__Tasks for this exercise__.
1. Please answer these questions about the AMD Container Toolkit guide, each on its own line:
(a) Which command undoes the AMD container runtime configuration in Docker?
(b) In what format does amd-ctk cdi list show the GPUs?
(c) Which amd-smi value does the guide say to use as the GPU UUID?
2. Write the next part of the AMD Container Toolkit guide, continuing from where it stops.
** Start of Text extract **
Remove AMD container runtime configuration in Docker (undo the earlier configuration).

> amd-ctk runtime configure --runtime=docker --remove

Device discovery and enumeration

The following command can be used to list the GPUs available on the system and their enumberation. The GPUs are listed in the CDI format, but the same enumeration applies to usage with the OCI environment variable, AMD_VISIBLE_DEVICES.

> amd-ctk cdi list
Found 1 AMD GPU device
amd.com/gpu=all
amd.com/gpu=0
  /dev/dri/card1
  /dev/dri/renderD128

GPU UUID Support

The AMD Container Toolkit supports GPU selection using unique identifiers (UUIDs) in addition to device indices. This enables more precise and reliable GPU targeting, especially in multi-GPU systems and orchestrated environments.

Getting GPU UUIDs

You can obtain GPU UUIDs using different tools:

Using ROCm SMI

rocm-smi --showuniqueid

This will display output similar to:

GPU[0]          : Unique ID: 0xef2c1799a1f3e2ed
GPU[1]          : Unique ID: 0x1234567890abcdef

Using AMD-SMI

You can also use amd-smi to get the ASIC_SERIAL, which serves as the GPU UUID:

amd-smi static -aB

This will display output similar to:

GPU: 0
    ASIC:
        MARKET_NAME: AMD Instinct MI210
        VENDOR_ID: 0x1002
        VENDOR_NAME: Advanced Micro Devices Inc. [AMD/ATI]
        SUBVENDOR_ID: 0x1002
        DEVICE_ID: 0x740f
        SUBSYSTEM_ID: 0x0c34
        REV_ID: 0x02
        ASIC_SERIAL: 0xD1CC3F11CFDD5112
        OAM_ID: N/A
        NUM_COMPUTE_UNITS: 104
        TARGET_GRAPHICS_VERSION: gfx90a
    BOARD:
        MODEL_NUMBER: 102-D67302-00
        PRODUCT_SERIAL: 692231000131
        FRU_ID: 113-HPED67302000B.009
        PRODUCT_NAME: Instinct MI210
        MANUFACTURER_NAME: AMD

Use the ASIC_SERIAL value (e.g., 0xD1CC3F11CFDD5112) as the GPU UUID in your container configurations.
** End of Text extract **
** Start of Dataset excerpts **
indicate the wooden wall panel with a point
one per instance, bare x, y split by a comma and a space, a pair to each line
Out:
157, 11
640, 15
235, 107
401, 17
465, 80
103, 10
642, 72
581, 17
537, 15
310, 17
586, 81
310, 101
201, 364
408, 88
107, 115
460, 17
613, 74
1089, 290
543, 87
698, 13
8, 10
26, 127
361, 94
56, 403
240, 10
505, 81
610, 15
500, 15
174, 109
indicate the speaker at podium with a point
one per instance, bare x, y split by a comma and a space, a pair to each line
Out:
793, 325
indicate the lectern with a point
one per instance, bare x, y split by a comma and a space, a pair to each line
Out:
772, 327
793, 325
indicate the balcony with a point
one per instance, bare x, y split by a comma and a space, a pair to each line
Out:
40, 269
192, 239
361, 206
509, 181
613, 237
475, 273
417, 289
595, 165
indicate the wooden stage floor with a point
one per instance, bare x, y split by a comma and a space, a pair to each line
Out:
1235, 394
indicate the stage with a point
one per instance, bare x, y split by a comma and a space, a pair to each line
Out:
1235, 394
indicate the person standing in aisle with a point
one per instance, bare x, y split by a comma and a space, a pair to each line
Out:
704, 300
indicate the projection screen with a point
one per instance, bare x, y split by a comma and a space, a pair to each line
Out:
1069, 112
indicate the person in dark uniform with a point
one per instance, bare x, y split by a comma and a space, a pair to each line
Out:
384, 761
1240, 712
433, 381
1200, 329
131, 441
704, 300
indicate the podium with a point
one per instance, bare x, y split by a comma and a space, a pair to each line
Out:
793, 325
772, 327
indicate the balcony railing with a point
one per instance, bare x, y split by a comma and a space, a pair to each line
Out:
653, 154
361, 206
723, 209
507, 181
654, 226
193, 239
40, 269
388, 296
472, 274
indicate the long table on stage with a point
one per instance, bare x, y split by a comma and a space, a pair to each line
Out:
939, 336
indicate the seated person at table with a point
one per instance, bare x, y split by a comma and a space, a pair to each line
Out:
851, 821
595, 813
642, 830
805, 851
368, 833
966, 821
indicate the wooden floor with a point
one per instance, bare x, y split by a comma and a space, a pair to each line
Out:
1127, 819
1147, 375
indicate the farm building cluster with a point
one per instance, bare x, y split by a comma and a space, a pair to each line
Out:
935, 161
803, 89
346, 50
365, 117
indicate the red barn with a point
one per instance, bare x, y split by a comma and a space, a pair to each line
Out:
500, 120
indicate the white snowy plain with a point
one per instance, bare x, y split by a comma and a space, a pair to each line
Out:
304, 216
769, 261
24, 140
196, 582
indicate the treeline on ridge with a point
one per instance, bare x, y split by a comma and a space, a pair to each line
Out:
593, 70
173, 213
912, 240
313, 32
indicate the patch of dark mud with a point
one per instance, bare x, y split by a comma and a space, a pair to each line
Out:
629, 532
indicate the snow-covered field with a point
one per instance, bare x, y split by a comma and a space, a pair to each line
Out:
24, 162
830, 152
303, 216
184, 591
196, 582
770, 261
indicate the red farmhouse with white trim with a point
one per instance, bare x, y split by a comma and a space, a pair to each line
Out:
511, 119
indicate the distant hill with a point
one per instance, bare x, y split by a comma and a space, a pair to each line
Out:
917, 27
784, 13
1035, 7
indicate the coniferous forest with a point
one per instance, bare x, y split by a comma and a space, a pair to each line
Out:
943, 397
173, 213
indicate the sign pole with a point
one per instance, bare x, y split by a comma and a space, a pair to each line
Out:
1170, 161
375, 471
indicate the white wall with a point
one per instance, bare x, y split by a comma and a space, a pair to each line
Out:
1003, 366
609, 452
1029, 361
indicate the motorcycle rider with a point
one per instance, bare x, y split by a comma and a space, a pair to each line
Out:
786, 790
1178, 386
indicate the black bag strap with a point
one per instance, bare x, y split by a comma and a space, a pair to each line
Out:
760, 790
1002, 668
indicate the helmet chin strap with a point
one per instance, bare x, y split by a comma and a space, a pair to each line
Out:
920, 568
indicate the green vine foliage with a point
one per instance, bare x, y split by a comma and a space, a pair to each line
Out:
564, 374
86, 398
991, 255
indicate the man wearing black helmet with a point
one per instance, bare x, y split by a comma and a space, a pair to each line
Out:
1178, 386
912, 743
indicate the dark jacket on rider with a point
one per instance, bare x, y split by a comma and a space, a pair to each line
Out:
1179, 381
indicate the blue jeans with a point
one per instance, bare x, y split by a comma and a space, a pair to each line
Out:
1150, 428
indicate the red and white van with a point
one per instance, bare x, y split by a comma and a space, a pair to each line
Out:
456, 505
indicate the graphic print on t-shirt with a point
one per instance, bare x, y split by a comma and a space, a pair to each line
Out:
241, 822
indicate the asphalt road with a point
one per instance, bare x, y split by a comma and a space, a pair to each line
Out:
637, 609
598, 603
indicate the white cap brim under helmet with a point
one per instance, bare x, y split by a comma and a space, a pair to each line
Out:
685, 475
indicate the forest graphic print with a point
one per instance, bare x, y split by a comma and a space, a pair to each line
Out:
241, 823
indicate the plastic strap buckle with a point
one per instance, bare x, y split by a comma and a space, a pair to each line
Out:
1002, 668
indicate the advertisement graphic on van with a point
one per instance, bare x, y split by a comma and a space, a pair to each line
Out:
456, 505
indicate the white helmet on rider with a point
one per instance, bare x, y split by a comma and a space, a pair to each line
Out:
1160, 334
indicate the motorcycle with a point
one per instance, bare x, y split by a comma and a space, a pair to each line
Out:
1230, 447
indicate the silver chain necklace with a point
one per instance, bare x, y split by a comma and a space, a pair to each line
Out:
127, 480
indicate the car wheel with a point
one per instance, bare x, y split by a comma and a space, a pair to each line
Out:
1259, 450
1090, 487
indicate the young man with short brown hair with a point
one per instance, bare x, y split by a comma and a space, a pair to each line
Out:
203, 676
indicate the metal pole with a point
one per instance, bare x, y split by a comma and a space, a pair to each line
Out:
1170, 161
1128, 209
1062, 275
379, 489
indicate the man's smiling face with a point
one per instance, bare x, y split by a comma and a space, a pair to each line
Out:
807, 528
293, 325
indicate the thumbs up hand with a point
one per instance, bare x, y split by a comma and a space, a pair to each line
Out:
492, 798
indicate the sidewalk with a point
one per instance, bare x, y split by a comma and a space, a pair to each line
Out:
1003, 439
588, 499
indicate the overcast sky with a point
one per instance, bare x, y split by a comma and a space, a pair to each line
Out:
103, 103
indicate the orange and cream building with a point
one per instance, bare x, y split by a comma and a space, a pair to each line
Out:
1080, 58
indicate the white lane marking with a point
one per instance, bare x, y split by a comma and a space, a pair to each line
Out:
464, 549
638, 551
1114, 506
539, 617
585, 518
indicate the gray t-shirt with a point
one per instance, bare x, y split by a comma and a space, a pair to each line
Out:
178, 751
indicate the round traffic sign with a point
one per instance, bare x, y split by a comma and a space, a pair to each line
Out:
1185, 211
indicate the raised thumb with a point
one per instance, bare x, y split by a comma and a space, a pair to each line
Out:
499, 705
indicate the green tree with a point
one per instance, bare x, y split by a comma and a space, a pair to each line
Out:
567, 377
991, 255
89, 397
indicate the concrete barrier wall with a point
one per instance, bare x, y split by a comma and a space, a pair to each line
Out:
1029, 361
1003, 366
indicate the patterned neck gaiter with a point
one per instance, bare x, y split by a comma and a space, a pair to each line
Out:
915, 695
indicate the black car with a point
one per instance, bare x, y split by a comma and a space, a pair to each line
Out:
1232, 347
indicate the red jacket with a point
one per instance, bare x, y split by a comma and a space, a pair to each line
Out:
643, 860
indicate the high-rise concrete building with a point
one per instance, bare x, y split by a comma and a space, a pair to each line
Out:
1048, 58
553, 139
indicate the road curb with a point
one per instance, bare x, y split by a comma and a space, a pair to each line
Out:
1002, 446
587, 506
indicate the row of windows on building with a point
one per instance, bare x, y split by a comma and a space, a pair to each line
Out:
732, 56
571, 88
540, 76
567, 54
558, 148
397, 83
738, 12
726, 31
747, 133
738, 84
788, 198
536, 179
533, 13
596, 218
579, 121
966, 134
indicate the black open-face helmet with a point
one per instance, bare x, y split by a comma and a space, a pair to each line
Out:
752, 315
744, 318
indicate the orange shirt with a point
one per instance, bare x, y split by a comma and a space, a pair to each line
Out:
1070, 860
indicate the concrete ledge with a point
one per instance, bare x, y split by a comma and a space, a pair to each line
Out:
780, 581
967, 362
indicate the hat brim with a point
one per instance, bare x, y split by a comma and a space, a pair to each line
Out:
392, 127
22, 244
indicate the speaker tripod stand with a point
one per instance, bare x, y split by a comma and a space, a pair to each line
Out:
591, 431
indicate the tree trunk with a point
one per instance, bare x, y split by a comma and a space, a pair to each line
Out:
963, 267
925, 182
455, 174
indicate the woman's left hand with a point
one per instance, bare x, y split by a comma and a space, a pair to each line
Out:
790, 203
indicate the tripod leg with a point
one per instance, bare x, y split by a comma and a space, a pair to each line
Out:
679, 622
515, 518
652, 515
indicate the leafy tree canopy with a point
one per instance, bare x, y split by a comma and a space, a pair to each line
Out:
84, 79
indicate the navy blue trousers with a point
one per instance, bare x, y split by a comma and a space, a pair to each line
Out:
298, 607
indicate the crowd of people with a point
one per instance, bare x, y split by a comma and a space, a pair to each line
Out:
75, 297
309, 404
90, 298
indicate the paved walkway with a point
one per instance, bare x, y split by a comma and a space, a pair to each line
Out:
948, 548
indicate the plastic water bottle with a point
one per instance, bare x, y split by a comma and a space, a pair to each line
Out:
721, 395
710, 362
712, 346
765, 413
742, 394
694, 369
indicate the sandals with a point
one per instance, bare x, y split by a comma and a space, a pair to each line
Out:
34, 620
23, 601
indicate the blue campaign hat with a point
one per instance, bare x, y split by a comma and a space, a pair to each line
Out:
** End of Dataset excerpts **
__The replies__.
1.
(a) amd-ctk runtime configure --runtime=docker --remove
(b) The CDI format
(c) ASIC_SERIAL

2.
Using UUIDs with Environment Variables

Both AMD_VISIBLE_DEVICES and DOCKER_RESOURCE_* environment variables support UUID specification:

Using AMD_VISIBLE_DEVICES

# Use specific GPUs by UUID
docker run --rm --runtime=amd \
  -e AMD_VISIBLE_DEVICES=0xef2c1799a1f3e2ed,0x1234567890abcdef \
  rocm/dev-ubuntu-24.04 rocm-smi

# Mix device indices and UUIDs
docker run --rm --runtime=amd \
  -e AMD_VISIBLE_DEVICES=0,0xef2c1799a1f3e2ed \
  rocm/dev-ubuntu-24.04 rocm-smi

Using DOCKER_RESOURCE_* Variables

# Docker Swarm generic resource format
docker run --rm --runtime=amd \
  -e DOCKER_RESOURCE_GPU=0xef2c1799a1f3e2ed \
  rocm/dev-ubuntu-24.04 rocm-smi

Docker Swarm Integration

GPU UUID support significantly improves Docker Swarm deployments by enabling precise GPU allocation across cluster nodes.

Docker Daemon Configuration for Swarm

Configure each swarm node's Docker daemon with GPU resources in /etc/docker/daemon.json:

{
  "runtimes": {
    "amd": {
      "path": "amd-container-runtime",
      "runtimeArgs": []
    }
  },
  "node-generic-resources": [
    "AMD_GPU=0x378041e1ada6015",
    "AMD_GPU=0xef39dad16afb86ad",
    "GPU_COMPUTE=0x583de6f2d99dc333"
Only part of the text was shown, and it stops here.